**IHRE AUFGABE**
Beantworten Sie anhand des Briefes an Josef Rick:
(a) Zu wem und wohin wurde Hans Werres eingezogen?
(b) Von wem hat der Verfasser einen Band von Nadlers Literaturgeschichte entliehen?
(c) Woraus las Franz Karl Werner vorige Woche vor?

**AUSGEWÄHLTER TEXT**
○ ○ ○ ○

Kaplan Stiesch an Josef Rick, 4. August 1942
Rudolf Stiesch Köln Bickendorf Schlehdornweg
4 August 1942
Lieber Herr Rick!
Immer schon wollte ich Ihnen einen Grusz zusenden, nachdem ich Ihre hübsche und besinn-liche Plauderei „Die Kompagnie wartet“ in der Zeitung gelesen hatte, aber immer kam mir etwas dazwischen. Inzwischen hat sich das Bild der Pfarrjugend hier auch wieder tüchtig geändert: Hans Werres ist zu den Funkern nach Münster eingezogen, Willi Krautz zur Infan-terie nach Detmold. – Augenblicklich habe ich hier begonnen den Jungen ein Lebensbild des hl Paulus zu geben. Der Anfang ist wohl geglückt, und ich hoffe, dasz es gelingt, das Inte-resse lebendig zu erhalten. Manchen Menschen ist ja ein eigenes Pneuma der Schrifter-schlieszung gegeben. Von Pfarrer Könn wird es ja allgemein gesagt. Ich selbst habe es in Bonn
erlebt im Seminar von Prof Vogels. Er wuszte a[uch] das unscheinbarste Wort bedeutungsvoll zu machen, überall die Goldader zu finden.
Von Kaplan Fröhlich habe ich grade einen Band von der neuesten Auflage von Nadlers Literaturgeschichte entliehen. Wunderbar bebildert wie alle Werke des Propyläenverlages. Und sehr lehrreiche Untersuchungen, die den Rahmen der Literaturgeschichte manchmal sprengen. Karl May zB wird ausführlich behandelt, Rudolf Herzog mit keiner Zeile erwähnt.
Über das neueste aus der Pfarre sind Sie ja wohl informiert. Geistig sind Sie auf manchem Abend der Jungen zugegen, so vorige Woche, als Franz Karl Werner aus dem Siebengestirn vorlas.

○ ○ ○ ○

**DATEN ZUR DURCHSICHT**

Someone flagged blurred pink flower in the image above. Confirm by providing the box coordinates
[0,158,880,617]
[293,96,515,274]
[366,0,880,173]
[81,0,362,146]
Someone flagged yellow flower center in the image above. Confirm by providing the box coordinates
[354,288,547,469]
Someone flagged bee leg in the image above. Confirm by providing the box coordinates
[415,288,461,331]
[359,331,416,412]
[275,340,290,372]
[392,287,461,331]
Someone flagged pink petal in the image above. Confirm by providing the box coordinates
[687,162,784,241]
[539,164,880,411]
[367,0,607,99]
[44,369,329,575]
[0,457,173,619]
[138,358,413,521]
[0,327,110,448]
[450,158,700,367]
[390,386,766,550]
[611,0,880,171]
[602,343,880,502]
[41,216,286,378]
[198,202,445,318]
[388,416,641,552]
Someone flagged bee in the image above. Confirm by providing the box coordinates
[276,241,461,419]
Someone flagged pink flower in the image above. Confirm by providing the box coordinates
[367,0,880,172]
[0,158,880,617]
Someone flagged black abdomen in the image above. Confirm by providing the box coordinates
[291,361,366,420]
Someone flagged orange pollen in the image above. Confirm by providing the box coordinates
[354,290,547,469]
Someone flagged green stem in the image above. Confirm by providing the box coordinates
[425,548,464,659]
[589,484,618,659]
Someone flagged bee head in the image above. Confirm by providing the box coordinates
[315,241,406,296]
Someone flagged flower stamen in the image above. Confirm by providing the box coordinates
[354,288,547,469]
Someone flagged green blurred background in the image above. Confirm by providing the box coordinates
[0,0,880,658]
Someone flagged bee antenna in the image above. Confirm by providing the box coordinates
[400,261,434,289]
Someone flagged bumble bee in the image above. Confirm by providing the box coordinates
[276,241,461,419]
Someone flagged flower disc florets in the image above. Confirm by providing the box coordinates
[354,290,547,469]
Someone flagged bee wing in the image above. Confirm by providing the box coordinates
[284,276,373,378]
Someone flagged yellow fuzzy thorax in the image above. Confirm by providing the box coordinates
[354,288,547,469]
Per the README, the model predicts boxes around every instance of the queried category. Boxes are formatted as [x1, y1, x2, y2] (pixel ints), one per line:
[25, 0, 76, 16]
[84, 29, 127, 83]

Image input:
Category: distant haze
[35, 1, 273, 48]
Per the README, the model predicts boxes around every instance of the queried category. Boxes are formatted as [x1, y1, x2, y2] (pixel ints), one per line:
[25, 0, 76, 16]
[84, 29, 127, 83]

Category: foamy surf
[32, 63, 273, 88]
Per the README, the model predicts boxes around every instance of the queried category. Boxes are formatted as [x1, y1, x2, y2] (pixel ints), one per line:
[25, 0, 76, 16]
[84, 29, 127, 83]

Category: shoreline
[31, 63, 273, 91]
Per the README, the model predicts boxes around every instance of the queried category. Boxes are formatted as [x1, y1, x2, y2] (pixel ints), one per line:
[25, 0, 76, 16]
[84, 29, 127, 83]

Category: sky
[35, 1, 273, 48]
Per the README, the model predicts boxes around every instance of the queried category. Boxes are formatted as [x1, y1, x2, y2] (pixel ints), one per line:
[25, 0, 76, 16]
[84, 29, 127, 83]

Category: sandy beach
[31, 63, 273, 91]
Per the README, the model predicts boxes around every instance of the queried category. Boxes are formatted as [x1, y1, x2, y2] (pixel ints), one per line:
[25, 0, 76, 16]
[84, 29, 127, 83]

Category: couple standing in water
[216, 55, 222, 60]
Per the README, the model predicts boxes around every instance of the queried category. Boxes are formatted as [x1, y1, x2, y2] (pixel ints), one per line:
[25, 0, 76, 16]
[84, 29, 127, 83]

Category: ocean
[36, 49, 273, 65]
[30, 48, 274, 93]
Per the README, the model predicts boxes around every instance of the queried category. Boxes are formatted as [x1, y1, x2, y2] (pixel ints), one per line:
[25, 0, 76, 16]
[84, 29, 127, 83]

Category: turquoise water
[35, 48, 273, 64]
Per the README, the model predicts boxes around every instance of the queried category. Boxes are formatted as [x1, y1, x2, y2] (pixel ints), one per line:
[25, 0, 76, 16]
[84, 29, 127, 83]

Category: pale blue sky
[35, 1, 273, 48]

○ ○ ○ ○

**SCHRIFTLICHE ANTWORT**
(a) Zu den Funkern nach Münster.
(b) Von Kaplan Fröhlich.
(c) Aus dem Siebengestirn.